= To be done =
Copy every line from the one containing "board shown in the photo above." down to the one containing "(1097, 539)", both included. Change only the point coordinates by multiplying each by 0.95 and rounding to a whole number, halves up.

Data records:
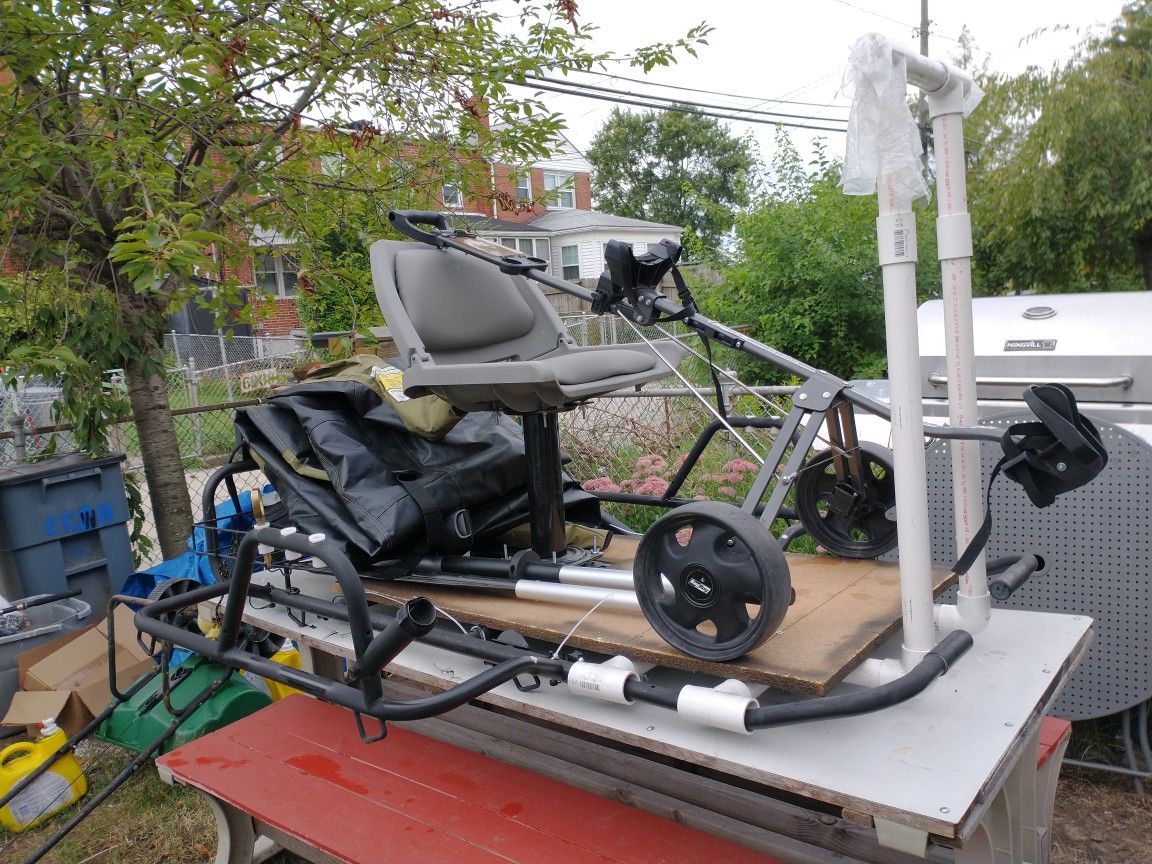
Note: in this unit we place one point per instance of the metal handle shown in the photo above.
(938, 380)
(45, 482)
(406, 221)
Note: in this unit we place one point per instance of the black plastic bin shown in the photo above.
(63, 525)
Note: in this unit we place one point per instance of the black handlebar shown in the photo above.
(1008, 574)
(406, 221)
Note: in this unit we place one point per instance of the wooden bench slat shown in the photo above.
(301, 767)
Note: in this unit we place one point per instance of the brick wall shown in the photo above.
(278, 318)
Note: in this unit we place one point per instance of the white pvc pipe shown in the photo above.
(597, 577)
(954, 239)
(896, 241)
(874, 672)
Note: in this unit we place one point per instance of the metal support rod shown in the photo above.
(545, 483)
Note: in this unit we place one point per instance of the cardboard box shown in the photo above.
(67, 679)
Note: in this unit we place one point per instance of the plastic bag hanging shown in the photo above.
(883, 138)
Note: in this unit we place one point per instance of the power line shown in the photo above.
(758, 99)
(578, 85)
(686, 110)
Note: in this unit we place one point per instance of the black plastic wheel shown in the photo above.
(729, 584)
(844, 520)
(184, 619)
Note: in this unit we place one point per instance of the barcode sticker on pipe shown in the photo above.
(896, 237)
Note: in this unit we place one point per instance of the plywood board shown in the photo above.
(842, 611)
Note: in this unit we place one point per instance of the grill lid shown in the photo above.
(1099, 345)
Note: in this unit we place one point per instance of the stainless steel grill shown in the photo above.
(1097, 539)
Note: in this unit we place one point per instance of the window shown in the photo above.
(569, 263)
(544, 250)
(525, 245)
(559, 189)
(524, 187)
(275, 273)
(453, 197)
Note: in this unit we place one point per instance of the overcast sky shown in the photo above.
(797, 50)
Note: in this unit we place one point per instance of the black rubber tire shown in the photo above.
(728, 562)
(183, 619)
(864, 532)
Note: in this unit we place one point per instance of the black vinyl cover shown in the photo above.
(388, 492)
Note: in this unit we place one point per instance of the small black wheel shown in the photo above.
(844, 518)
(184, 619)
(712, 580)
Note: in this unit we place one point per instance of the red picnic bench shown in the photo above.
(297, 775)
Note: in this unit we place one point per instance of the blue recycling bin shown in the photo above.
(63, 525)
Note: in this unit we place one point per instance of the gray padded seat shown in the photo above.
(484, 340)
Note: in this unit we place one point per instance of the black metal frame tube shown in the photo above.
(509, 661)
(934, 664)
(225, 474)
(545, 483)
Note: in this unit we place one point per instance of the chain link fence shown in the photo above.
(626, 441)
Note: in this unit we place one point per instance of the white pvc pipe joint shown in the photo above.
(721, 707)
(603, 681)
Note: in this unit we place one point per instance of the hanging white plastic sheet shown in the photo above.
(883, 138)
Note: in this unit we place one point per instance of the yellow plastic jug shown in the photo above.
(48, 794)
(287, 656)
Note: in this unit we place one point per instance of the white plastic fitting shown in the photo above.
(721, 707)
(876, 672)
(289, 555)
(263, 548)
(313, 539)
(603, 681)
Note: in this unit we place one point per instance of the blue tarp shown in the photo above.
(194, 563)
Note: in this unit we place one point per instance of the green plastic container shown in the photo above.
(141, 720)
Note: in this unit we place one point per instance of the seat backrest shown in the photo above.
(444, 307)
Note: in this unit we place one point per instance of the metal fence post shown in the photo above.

= Completed task =
Note: in this unit we place one point per instance of the plywood board shown in the photo above.
(800, 580)
Note: in this unit we place one point per instance of the grill lid shown in the photo above.
(1044, 328)
Note: in this unit we place one point per instance of the stainless steel grill shown in the photo above.
(1042, 512)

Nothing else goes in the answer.